● WHAT THE EXERCISE ASKS: Each record below must be retyped exactly, with nothing left out.

Dataset entries
--------
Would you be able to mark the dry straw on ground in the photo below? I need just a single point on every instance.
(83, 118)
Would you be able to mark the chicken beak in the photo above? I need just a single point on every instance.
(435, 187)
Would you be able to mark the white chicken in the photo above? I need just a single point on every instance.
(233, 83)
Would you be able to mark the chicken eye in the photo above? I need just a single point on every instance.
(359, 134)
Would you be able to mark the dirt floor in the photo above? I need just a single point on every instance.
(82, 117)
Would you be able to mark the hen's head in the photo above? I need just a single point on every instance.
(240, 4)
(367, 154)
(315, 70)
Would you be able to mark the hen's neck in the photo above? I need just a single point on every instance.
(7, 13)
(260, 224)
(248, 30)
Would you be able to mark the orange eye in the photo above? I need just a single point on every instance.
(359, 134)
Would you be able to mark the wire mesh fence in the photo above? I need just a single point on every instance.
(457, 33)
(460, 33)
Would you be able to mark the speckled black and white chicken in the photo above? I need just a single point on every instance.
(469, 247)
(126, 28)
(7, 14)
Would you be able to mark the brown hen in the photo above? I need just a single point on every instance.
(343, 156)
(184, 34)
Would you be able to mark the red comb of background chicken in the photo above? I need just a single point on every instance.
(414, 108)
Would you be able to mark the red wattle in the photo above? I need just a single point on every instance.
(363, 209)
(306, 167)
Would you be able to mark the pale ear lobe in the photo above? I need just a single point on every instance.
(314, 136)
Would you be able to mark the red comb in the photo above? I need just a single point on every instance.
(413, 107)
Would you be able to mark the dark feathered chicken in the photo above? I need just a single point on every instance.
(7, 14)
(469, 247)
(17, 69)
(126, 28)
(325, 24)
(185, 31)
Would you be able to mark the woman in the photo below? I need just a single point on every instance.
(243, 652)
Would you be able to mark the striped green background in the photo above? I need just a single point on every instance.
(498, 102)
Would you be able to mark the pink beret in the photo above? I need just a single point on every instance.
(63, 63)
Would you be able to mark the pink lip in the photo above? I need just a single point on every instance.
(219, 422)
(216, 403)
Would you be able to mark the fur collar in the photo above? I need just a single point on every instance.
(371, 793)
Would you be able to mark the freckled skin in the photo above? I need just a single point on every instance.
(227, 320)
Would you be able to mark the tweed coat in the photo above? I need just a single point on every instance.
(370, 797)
--------
● RESULT OF THE EXERCISE:
Would you be able to mark the dry straw on ground in the photo below? I need just a single point on every instance.
(83, 118)
Would you be able to mark the chicken beak in the photo above? I need just a single point on every instance.
(435, 187)
Would you be able to mark the white chicken in the photo above? I need just a single point on every instance.
(233, 83)
Would you be able to mark the chicken eye in the photo above? I need just a single point on every instance.
(359, 134)
Would you be able to mark the dirt floor in the photo above? I need just a single point on every instance.
(82, 117)
Would you be able to mark the hen's head in the photo above? I need just a single point on every instance.
(240, 4)
(367, 154)
(315, 70)
Would you be able to mark the hen's neck in the photo above? I need just a single point on every instance.
(7, 13)
(260, 224)
(248, 30)
Would you be able to mark the orange eye in the photo above? I need just a single point on every instance.
(359, 134)
Would you be able to mark the wire mesh fence in the photo above? I need just a single point on every instance.
(457, 33)
(460, 33)
Would you be able to mark the speckled black and white chicken in the photo above? I need just a single point on every instance.
(469, 247)
(126, 28)
(7, 14)
Would you be able to mark the brown hen in the photo above? I need just a single point on every instance.
(343, 156)
(184, 34)
Would you be able to mark the red comb of background chicken in the photo above? I need just a single point on every instance.
(414, 108)
Would you be able to mark the red wattle in the photo above? I need just a single point on every instance.
(363, 209)
(306, 167)
Would you be able to mark the pale ear lobe in the photo above? I need just a single point on every instance.
(314, 136)
Would you be able to mark the red comb in the photo above? I need just a single point on every instance.
(413, 107)
Would you be able to mark the dark feathered chicken in the photo above? I need just a single point on every instance.
(7, 14)
(469, 247)
(17, 69)
(126, 28)
(325, 24)
(185, 31)
Would you be able to mark the woman in the photo below? I need just a single point on every instance.
(243, 652)
Would you be able to mark the striped green background in the photo above? I need just a single point on every instance.
(498, 102)
Would you be able to mark the pink beret in the photo above? I need just a single point on every instance.
(63, 63)
Would you be able to mark the pink lip in the photo above? I need just a single point on every instance.
(219, 422)
(216, 403)
Would you be able to mark the fur collar in the photo above? I need just a single point on every instance.
(371, 793)
Would you be able to mark the freckled skin in the photo above? I need just a single point on every instance.
(227, 320)
Would you be able to mark the tweed coat in the photo above? I need just a single point on every instance.
(370, 797)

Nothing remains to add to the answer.